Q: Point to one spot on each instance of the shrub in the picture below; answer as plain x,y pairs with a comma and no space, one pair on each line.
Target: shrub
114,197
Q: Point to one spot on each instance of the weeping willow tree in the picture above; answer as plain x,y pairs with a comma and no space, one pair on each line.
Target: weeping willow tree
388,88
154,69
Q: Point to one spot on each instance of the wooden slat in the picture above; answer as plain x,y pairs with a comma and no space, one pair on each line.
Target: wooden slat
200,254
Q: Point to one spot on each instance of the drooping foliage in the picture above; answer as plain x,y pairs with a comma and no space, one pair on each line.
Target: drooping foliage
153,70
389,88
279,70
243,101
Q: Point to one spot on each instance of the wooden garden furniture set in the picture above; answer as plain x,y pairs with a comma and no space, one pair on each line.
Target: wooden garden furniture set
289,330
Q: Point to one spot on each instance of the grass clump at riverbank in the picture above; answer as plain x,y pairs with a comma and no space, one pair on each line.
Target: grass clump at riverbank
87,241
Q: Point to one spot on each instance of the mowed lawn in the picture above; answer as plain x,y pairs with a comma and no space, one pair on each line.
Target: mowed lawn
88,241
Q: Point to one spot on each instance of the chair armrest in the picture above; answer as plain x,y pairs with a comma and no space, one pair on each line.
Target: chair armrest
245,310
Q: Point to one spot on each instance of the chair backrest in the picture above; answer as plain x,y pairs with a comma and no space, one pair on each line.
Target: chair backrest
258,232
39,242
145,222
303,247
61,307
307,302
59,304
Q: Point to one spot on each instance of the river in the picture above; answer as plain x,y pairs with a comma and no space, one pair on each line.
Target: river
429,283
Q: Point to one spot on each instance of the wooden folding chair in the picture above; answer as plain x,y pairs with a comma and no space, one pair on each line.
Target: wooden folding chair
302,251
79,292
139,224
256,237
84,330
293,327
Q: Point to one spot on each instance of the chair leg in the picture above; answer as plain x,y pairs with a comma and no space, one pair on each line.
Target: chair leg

§

■ **TASK PROMPT**:
Within the material above, output exactly the lines from the one with "Target: wooden garden furniture set" through the one with "the chair leg", end lines included, and nothing besides.

■ **EXERCISE ANSWER**:
Target: wooden garden furniture set
289,330
Q: Point to one spot on each instance of the grass clump at riverbank in the picture above; answer as plain x,y pairs with a comma and no space, one pair on each line.
Target: grass clump at riverbank
87,241
Q: Point to one spot on each instance of the mowed lawn in the picture above; answer as plain x,y pairs with a comma and no space, one pair on each line.
Target: mowed lawn
88,241
Q: Point to one spot on each instance of the chair armrest in the picture above; answer as plain x,y pairs with a comma and no space, one pair on each line.
Target: chair armrest
245,310
Q: Point to one spot on each instance of the chair backrest in the picture above; answer as plain x,y pairs with a comma and no space, one pair on each line.
Target: chair backrest
258,232
39,242
145,222
303,247
61,307
307,302
59,304
Q: Point to one spot on each instance of the river in the picture above; answer as plain x,y pairs with a comma and no space, one pair on each line.
Target: river
429,283
Q: Point to one spot on each instance of the wooden folding chair in the picture above; answer as plain x,y pairs with a comma and no space, one pair on each line.
Target: wooden folding chair
302,251
79,292
139,224
256,237
84,330
293,327
Q: Point to one spot on each instance of the chair leg in the picture above; answer as plain x,y pairs with a comma and no space, one pair on each line.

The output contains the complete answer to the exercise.